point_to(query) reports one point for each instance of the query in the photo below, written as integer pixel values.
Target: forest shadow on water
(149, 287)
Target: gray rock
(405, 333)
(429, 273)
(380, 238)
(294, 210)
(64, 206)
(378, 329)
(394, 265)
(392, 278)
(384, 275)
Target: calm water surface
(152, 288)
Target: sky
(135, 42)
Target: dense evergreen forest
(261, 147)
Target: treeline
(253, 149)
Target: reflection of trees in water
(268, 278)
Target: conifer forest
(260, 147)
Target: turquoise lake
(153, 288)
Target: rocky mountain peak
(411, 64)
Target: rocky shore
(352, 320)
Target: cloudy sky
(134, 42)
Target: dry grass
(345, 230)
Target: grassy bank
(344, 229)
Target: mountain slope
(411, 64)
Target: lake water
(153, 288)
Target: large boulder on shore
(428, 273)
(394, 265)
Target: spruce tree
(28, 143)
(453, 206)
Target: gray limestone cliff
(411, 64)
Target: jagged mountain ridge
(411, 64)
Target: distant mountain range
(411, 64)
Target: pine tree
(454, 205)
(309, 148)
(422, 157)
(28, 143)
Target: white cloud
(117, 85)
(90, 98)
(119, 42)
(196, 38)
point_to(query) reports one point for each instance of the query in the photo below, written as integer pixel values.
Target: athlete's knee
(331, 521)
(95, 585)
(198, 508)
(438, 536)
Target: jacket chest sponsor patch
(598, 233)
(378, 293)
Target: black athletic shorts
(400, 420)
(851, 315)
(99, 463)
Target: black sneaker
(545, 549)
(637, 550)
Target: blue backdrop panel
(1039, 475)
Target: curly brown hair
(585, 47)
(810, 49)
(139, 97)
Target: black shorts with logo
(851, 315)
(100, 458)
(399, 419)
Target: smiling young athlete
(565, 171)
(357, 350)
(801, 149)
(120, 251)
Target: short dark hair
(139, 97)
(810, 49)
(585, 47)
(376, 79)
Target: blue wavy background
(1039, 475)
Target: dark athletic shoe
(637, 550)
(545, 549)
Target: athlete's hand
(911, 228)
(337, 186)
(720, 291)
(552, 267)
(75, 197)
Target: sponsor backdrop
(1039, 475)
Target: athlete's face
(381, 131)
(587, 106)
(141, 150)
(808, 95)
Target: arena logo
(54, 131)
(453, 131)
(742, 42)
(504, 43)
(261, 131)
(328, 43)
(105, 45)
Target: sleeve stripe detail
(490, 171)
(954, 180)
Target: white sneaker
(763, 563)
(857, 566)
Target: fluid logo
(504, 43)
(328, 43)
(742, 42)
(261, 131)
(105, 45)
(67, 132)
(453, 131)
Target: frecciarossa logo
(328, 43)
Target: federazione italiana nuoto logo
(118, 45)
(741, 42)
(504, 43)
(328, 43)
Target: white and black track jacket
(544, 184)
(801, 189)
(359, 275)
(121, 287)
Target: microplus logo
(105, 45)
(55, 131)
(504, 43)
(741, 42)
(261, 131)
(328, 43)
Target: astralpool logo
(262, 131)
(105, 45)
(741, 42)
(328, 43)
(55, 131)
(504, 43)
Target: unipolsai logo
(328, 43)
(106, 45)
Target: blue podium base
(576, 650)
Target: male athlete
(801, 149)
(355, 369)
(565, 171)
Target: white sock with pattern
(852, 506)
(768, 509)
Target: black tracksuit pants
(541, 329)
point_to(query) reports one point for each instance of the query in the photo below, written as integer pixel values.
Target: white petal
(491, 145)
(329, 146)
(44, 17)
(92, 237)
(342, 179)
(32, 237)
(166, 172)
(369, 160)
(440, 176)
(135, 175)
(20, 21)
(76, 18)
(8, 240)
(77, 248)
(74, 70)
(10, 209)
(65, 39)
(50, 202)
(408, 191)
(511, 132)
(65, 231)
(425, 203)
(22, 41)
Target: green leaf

## Exercise goal
Set down only these lines, exactly: the line containing "Target: black shorts with logo" and each line after it, through the end of the listing.

## Right answer
Target: black shorts with logo
(851, 315)
(100, 458)
(399, 419)
Target: smiling young athlete
(565, 171)
(357, 350)
(801, 149)
(120, 251)
Target: short dark hair
(139, 97)
(810, 49)
(585, 47)
(376, 79)
Target: blue wavy background
(1039, 475)
Target: dark athletic shoe
(637, 550)
(545, 549)
Target: athlete's hand
(911, 228)
(337, 186)
(720, 291)
(552, 267)
(75, 197)
Target: sponsor backdrop
(1039, 475)
Target: athlete's face
(381, 131)
(587, 106)
(141, 150)
(808, 95)
Target: arena logo
(54, 131)
(453, 131)
(742, 42)
(504, 43)
(261, 131)
(328, 43)
(105, 45)
Target: sleeve stripe detail
(490, 171)
(954, 180)
Target: white sneaker
(763, 563)
(857, 566)
Target: fluid logo
(504, 43)
(328, 43)
(742, 42)
(261, 131)
(105, 45)
(67, 132)
(453, 131)
Target: frecciarossa logo
(328, 43)
Target: federazione italiana nuoto logo
(118, 45)
(741, 42)
(504, 43)
(328, 43)
Target: white and black track jacket
(544, 184)
(801, 189)
(359, 275)
(121, 287)
Target: microplus logo
(105, 45)
(55, 131)
(504, 43)
(741, 42)
(261, 131)
(328, 43)
Target: astralpool logo
(262, 131)
(105, 45)
(741, 42)
(328, 43)
(55, 131)
(504, 43)
Target: unipolsai logo
(328, 43)
(106, 45)
Target: blue podium base
(576, 650)
Target: male athlete
(801, 149)
(355, 369)
(565, 171)
Target: white sock with pattern
(852, 506)
(768, 509)
Target: black tracksuit pants
(541, 329)
point_to(query) reports one point for each instance of the query in the photo below, written as integer pixel values.
Target: white petal
(491, 145)
(329, 146)
(44, 17)
(92, 237)
(342, 179)
(32, 237)
(166, 172)
(369, 160)
(440, 176)
(135, 175)
(20, 21)
(76, 18)
(8, 240)
(77, 248)
(74, 70)
(10, 209)
(65, 39)
(50, 202)
(408, 191)
(511, 132)
(65, 231)
(425, 203)
(22, 41)
Target: green leaf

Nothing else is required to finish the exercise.